REQUIREMENTS:
**a)** Reproduce the passage on the device's hardware, starting with "The RAM 803 may also" and going on through "the bus 804.".
**b)** Translate this sentence from the passage on the device's hardware into Spanish: "The CPU 801, the ROM 802, and the RAM 803 may be connected to each other via a bus 804."
**c)** Name every unit that the passage on the device's hardware says is connected to the I/O interface 805, with its reference number.

The RAM 803 may also store various programs and date required by
the device 800. The CPU 801, the ROM 802, and the RAM 803 may be
connected to each other via a bus 804. An input/output (I/O)
interface 805 is also connected to the bus 804.
[0062] A plurality of components in the device 800 are connected to
the I/O interface 805, including: an input unit 806 such as a
keyboard, a mouse; an output unit 807 such as various types of
displays, loudspeakers; a storage unit 808 such as a magnetic disk,
an optical disk; and a communication unit 809, such as a network
card, a modem, a wireless communication transceiver. The
communication unit 809 allows the device 800 to exchange
information/data with other devices over a computer network such as
Internet and/or various telecommunication networks.
[0063] The CPU 801 executes the above-mentioned methods and
processes, such as the method 200. For example, in some
embodiments, the method may be implemented as a computer software
program. The computer software program is tangibly contained in a
machine readable medium, such as the storage unit 808. In some
embodiments, a part or all of the computer programs may be loaded
and/or installed on the device 800 through the ROM 802 and/or the
communication unit 809. When the computer programs are loaded to
the RAM 803 and are executed by the CPU 801, one or more actions or
steps of the method described above may be executed. Alternatively,
in other embodiments, the CPU 801 may be configured to execute the
method 200 in other appropriate ways (such as, by means of
hardware).

RECORDED DATA:
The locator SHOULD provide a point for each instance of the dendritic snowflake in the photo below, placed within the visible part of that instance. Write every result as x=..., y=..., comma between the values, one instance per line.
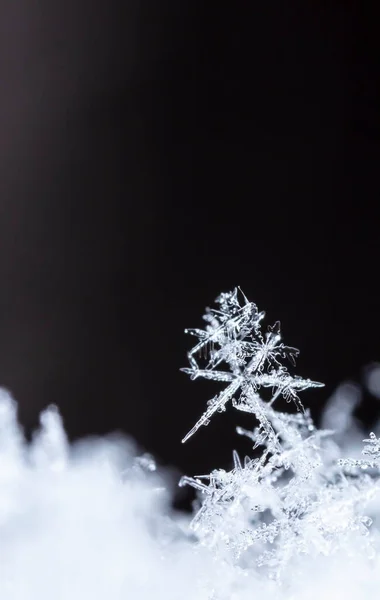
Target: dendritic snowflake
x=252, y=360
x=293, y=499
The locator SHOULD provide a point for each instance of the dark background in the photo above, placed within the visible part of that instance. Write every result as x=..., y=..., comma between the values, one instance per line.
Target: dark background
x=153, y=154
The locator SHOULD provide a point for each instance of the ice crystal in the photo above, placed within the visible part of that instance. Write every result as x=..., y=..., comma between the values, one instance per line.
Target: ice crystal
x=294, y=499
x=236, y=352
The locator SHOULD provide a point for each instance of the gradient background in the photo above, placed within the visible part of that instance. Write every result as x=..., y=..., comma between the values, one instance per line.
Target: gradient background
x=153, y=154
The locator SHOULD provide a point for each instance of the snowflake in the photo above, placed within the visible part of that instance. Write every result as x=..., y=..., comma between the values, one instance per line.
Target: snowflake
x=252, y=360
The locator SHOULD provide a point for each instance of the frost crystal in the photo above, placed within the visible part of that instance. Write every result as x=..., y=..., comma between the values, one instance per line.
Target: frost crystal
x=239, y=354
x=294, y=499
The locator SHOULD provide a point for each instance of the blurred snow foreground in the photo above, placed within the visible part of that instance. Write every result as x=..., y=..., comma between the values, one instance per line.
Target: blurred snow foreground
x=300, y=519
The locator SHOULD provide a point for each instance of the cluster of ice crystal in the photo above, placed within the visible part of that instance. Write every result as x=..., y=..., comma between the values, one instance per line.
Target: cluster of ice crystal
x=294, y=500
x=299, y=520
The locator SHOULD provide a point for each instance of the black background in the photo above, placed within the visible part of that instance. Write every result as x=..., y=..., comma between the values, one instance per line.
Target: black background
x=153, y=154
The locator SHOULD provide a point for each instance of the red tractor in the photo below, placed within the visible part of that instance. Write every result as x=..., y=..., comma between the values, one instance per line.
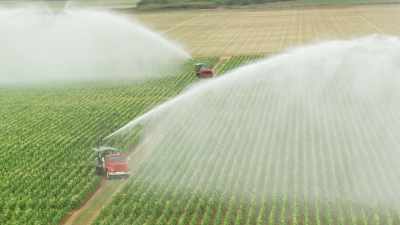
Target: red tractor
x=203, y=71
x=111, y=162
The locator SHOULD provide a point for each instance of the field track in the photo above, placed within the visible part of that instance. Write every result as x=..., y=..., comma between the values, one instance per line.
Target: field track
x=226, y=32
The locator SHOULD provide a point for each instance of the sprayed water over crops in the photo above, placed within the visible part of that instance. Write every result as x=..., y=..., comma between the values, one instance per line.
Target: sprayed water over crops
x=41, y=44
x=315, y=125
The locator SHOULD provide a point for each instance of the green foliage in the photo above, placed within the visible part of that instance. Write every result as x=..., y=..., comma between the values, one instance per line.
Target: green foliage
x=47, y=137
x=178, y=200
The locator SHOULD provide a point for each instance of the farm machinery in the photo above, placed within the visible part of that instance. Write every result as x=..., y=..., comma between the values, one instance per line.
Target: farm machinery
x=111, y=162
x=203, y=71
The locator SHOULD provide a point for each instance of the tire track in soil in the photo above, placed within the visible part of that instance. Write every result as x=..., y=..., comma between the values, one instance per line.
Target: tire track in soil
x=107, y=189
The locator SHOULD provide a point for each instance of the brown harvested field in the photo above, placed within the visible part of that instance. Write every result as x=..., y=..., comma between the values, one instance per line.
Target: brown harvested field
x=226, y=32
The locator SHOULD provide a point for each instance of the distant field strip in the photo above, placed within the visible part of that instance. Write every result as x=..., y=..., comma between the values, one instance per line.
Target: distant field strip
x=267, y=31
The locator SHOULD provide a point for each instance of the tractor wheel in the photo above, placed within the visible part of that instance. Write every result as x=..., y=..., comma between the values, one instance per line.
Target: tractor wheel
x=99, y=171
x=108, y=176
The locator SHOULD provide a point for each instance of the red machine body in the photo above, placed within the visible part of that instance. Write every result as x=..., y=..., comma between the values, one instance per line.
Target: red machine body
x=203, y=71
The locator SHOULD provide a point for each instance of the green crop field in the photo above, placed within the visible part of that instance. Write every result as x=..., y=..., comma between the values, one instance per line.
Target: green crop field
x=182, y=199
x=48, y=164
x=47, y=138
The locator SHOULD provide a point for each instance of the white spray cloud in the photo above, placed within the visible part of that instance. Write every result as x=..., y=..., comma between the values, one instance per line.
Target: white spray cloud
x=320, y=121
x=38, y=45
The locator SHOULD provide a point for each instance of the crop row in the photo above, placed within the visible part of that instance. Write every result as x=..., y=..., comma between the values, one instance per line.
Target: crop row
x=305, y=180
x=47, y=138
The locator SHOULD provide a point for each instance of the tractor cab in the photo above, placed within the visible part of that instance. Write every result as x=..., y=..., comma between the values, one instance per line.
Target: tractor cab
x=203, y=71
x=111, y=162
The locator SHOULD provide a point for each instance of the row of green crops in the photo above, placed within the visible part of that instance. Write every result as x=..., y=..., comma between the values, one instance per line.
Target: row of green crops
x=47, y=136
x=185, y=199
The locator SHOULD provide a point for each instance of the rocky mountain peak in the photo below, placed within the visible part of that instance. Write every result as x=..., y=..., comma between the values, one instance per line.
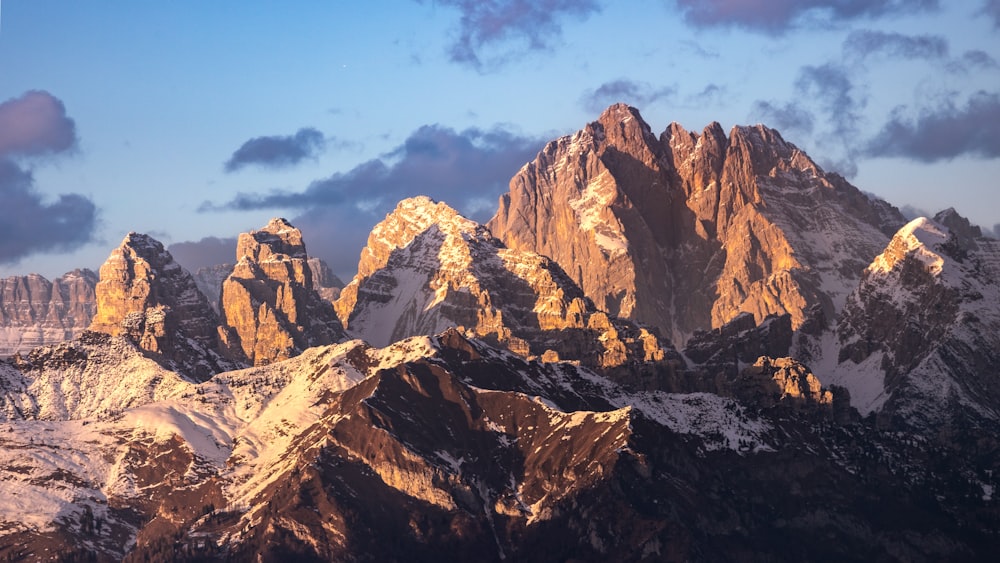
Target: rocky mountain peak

ANSWERS BELOW:
**a)**
The RAM 803 may also store various programs and date required by
the device 800. The CPU 801, the ROM 802, and the RAM 803 may be
connected to each other via a bus 804. An input/output (I/O)
interface 805 is also connected to the bus 804.

**b)** La CPU 801, la ROM 802 y la RAM 803 pueden estar conectadas entre sí mediante un bus 804.

**c)**
- input unit 806
- output unit 807
- storage unit 808
- communication unit 809